Text for analysis: Begin

As I write this at the tail end of 2020, the year of a global pandemic punctuated by eruptions of social unrest, I’m in awe of the non-profits in the US and NGOs around the world that not only made the proverbial ‘pivot’ to ‘meet the moment,’ but performed aerial gymnastics to get through to December. For all intents and purposes, workplans and financial projections went out the window, while resilience and readiness factors busted through the door.

How can philanthropy help organizations stay the course through a tidal wave year?

Victoria DunningProgram Officer, Building Institutions and Networks (BUILD)

Ford Foundation’s BUILD initiative posits that multiyear, unrestricted grants, including dedicated support for institutional strengthening will foster stronger, more durable, more resilient, and more impactful organizations and networks—the kind of organizations that can punch back at 2020 and continue undeterred on the road to social justice.

A developmental evaluation conducted by our external evaluation partner, NIRAS, will help illustrate whether (or not) BUILD’s grantmaking approach is achieving its goals. And while it is too early to draw evaluative conclusions, the recently released Interim Report shares early promising findings.

Some answers and lingering questions

The Interim Report provides in-depth early findings and recommendations that can be found here along with methodological summaries and additional data. The big headlines are worth highlighting. (Quotes from BUILD grantees are anonymized and excerpted from the evaluation Interim Report.)

  • The BUILD model works. The three aspects of a BUILD grant—long-term commitment, flexible funding, and institutional strengthening support—working together is what helps BUILD grantees be stronger, more resilient, and more effective. It’s not a single one of these grant components that makes the real difference. The synergistic effect of the three factors provides strategic latitude and adaptability for organizations to develop response capabilities and create conditions for success.

Text for analysis: End
Recorded information: Begin

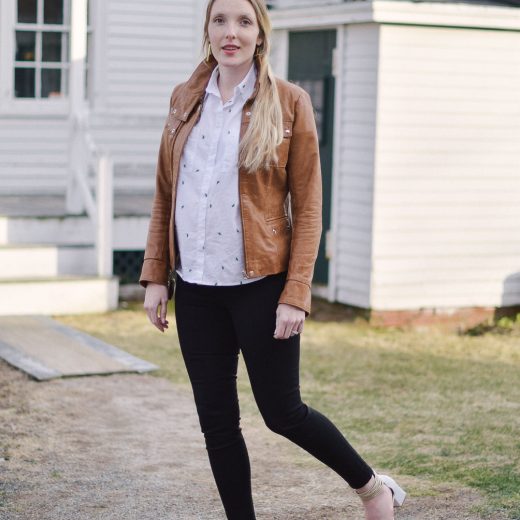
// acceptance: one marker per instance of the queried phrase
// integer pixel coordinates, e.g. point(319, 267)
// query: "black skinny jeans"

Recorded information: End

• Parts of the exercise:
• 1. List the three aspects of a BUILD grant that the piece on Ford Foundation's BUILD initiative names.
• 2. Reproduce the portion of the piece on Ford Foundation's BUILD initiative starting at "As I write this" and ending at "through the door.".
• 3. Pick up the piece on Ford Foundation's BUILD initiative after its final sentence and carry it forward.

• Answers below:
• 1.
- Long-term commitment
- Flexible funding
- Institutional strengthening support

• 2.
As I write this at the tail end of 2020, the year of a global pandemic punctuated by eruptions of social unrest, I’m in awe of the non-profits in the US and NGOs around the world that not only made the proverbial ‘pivot’ to ‘meet the moment,’ but performed aerial gymnastics to get through to December. For all intents and purposes, workplans and financial projections went out the window, while resilience and readiness factors busted through the door.

• 3.
  • Success is not one size fits all. The early findings suggest that the BUILD approach works for organizations of various sizes, structures, and stages in the Global North and the Global South. However, success looks different for each organization depending on their operating context. BUILD enabled the grantee to identify institutional strengthening priorities, and make investments that would position it to achieve its purpose. As one BUILD grantee noted, “BUILD’s focus on strengthening institutional capacity for the long term, in a way that is most appropriate for our organization at this particular point in time (i.e., recognition that there is no “one size fits all” approach to institutional strengthening), has been invaluable.”
  • Space for DEI. In many cases, the BUILD grant allowed for critical and overdue attention to diversity, equity, and inclusion—an area of significant importance for any organization and one that is often under-resourced.

Some questions remain unanswered until the final phase of the evaluation. For example, NIRAS will seek to more clearly understand the link between the BUILD grantmaking approach and grantees’ ability to achieve mission impact. We will also look at the long-term resiliency of BUILD grantees in response to the COVID-19 pandemic and social unrest of 2020.

We hope that the deeper understanding we gain from this evaluation will help fine tune our decision-making on right-sizing a BUILD grant and providing optimal opportunities for learning, exchange, technical assistance, and creating organic synergies between and among our social justice partners.

Now what?

The final phase of the BUILD evaluation will continue through 2021, and will provide further evidence of BUILD’s impact. However, the early evidence base from the evaluation, the powerful testimonials of BUILD grantees, and the current transformative moment provide a compelling case for the Ford Foundation and other funders to double down on this grantmaking approach.

Nonprofit leaders speak with power and conviction about the ways in which a BUILD-like grant can provide both the stability and the courage to invest for the long haul; to strategically innovate and implement; and to bend and rebound to countervailing conditions. Across sectors, there are louder and stronger demands for transparency, accountability, equity, inclusion, agency, and power-sharing. The Black Lives Matter, #MeToo, economic justice and climate justice are calling for social transformation, and that extends to philanthropy. BUILD’s approach to grantmaking puts the grantee in the driver’s seat, expands trust within the funding relationship, and reframes the role of the funder as supportive, responsive accompaniment.

Many program staff and grantees have remarked on how their relationships have been completely reimagined because of BUILD. “The ongoing, substantive, strategic conversations with BUILD staff and other Ford colleagues have been immensely valuable,” noted one BUILD grantee partner.

If 2020 has taught me anything, it’s that I better not make any predictions for 2021—but that I will have to be ready for anything. I wish the same for social justice nonprofits and NGOs everywhere: that they have the long-term, flexible funding, and institutional strengthening support they need to help them to thrive and succeed whatever the future brings.